- Directions
Please go through the records below and return every line holding the word "letter".
Material for this exercise START
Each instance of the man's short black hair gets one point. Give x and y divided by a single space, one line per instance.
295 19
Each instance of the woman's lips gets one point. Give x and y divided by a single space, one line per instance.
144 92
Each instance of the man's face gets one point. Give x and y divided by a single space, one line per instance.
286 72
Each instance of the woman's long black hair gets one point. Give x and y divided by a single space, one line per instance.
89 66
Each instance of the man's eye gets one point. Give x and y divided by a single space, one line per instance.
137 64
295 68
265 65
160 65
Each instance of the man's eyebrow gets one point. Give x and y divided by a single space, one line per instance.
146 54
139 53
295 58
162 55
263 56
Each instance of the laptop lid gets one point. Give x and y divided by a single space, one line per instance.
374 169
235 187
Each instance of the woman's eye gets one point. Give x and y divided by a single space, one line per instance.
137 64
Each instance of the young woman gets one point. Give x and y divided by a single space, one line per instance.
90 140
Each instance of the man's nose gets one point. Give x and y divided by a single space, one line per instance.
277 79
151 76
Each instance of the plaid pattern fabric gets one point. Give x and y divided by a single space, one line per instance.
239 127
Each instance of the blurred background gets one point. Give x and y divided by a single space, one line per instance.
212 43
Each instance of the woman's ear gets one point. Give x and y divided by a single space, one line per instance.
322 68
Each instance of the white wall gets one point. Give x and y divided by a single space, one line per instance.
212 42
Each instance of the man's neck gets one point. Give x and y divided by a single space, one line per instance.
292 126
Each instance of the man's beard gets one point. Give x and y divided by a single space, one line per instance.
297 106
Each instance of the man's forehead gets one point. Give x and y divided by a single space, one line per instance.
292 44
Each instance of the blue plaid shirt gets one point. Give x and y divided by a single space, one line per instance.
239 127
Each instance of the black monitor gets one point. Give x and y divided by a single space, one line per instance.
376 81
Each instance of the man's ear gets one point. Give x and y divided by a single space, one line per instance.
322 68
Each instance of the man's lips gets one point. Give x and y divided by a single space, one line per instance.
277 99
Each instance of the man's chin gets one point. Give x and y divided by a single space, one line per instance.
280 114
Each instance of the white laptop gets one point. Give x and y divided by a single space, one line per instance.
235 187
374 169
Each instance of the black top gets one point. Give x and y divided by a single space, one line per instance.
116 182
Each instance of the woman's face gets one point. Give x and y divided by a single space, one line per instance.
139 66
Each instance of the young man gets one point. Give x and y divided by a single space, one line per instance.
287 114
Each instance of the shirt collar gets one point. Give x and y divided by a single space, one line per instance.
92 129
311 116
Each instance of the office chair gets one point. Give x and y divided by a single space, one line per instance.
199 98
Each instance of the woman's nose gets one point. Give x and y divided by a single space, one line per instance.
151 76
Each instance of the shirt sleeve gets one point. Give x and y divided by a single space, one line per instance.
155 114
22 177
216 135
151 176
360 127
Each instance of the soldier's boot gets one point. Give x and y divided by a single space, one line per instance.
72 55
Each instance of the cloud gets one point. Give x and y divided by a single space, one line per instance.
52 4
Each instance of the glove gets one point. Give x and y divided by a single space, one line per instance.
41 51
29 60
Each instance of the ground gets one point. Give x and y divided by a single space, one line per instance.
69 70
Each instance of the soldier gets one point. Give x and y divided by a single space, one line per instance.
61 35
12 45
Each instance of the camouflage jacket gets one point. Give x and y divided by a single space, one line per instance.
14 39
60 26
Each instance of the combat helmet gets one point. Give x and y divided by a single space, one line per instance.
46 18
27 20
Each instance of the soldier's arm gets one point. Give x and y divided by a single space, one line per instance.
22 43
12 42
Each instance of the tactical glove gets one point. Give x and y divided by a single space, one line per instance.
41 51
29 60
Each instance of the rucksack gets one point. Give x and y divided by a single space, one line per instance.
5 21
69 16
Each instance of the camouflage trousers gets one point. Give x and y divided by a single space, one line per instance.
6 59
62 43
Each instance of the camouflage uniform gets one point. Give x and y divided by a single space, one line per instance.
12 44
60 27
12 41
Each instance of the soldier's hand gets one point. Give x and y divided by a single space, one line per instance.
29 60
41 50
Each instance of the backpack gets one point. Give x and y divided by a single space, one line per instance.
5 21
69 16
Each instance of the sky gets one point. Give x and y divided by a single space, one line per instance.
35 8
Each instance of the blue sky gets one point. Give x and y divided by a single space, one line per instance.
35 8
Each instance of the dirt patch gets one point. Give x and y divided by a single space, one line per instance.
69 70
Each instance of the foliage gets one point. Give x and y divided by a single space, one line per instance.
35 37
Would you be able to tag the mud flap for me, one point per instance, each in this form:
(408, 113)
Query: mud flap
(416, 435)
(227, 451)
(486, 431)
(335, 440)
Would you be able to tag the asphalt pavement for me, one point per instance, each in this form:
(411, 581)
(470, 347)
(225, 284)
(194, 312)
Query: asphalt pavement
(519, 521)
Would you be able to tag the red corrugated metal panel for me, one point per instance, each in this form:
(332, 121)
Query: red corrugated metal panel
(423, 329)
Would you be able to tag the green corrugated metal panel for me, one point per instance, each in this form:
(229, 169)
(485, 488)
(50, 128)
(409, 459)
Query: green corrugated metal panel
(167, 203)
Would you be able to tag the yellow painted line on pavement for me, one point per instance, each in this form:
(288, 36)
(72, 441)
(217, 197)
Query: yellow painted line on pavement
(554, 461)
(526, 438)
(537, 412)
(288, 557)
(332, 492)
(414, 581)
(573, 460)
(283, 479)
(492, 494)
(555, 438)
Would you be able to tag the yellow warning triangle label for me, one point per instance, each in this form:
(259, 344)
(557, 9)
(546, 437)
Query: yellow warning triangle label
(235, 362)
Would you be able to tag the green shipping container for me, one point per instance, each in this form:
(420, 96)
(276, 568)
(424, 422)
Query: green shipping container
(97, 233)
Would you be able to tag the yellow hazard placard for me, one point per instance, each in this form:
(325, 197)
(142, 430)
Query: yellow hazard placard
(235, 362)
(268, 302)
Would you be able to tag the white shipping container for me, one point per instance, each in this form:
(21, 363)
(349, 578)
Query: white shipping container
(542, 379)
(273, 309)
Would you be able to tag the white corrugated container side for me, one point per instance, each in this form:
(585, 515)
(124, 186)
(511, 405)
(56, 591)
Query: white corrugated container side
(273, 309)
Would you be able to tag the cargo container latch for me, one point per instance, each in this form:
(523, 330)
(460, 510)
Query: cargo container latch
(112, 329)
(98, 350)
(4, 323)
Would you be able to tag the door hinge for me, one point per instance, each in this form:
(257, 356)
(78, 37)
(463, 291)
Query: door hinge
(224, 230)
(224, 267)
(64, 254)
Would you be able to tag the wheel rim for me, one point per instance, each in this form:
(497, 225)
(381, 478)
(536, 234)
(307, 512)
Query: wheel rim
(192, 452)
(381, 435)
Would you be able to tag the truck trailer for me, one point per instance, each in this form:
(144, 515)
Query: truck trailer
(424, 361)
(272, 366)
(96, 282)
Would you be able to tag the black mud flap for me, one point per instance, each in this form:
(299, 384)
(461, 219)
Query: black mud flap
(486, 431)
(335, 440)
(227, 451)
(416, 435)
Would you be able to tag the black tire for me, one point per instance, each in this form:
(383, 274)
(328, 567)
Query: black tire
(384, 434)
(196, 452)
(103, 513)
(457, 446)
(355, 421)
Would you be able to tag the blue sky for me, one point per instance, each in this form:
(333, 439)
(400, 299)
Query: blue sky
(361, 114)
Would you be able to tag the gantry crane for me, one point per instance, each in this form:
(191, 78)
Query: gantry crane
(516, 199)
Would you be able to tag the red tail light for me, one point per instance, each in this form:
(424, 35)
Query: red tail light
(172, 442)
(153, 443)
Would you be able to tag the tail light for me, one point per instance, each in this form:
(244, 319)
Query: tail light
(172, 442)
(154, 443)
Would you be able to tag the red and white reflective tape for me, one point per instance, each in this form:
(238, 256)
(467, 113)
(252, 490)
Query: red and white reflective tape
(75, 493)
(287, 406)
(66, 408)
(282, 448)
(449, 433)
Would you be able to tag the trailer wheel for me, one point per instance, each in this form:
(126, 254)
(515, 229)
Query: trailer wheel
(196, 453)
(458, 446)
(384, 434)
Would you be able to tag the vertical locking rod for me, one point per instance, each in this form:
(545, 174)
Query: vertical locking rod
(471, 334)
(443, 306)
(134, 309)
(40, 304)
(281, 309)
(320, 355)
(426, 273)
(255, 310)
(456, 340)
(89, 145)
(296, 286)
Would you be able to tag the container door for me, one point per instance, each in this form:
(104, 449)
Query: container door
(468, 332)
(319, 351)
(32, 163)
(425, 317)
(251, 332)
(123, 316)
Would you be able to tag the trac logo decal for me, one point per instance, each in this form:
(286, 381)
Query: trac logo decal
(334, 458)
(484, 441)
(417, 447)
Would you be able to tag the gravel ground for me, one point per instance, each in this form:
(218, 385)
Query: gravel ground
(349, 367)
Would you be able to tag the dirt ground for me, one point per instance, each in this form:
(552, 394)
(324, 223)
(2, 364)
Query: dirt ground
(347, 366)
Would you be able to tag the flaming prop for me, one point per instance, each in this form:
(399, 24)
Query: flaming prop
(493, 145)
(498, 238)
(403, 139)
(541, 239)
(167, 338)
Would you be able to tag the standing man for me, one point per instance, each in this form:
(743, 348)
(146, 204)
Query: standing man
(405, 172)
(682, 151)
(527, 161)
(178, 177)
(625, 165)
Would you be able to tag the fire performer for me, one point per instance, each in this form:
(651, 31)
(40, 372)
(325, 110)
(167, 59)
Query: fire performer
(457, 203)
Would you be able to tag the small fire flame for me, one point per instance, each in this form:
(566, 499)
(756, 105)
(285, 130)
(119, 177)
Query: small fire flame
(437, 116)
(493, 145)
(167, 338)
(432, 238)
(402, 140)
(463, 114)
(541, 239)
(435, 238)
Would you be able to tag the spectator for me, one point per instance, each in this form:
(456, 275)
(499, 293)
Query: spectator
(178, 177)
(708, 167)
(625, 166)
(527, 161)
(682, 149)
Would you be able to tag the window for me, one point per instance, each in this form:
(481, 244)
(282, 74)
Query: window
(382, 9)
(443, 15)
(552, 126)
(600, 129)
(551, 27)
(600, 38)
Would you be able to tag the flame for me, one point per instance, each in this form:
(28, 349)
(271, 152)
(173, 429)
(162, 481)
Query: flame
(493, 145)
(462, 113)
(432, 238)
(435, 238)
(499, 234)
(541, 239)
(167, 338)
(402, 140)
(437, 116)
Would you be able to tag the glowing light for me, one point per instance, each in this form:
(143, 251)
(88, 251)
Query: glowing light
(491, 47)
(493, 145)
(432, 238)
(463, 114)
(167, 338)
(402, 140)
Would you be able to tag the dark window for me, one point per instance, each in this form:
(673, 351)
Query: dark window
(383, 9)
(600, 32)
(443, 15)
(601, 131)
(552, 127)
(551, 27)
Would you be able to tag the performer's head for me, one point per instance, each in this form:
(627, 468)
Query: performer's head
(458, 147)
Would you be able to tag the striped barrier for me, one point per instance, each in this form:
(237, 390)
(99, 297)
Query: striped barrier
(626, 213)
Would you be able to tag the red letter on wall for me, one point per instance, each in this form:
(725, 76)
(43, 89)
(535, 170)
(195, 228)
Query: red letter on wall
Material for this exercise END
- Final answer
Would you be able to tag the red letter on wall for me, one point per instance, each in this form:
Query: red letter on wall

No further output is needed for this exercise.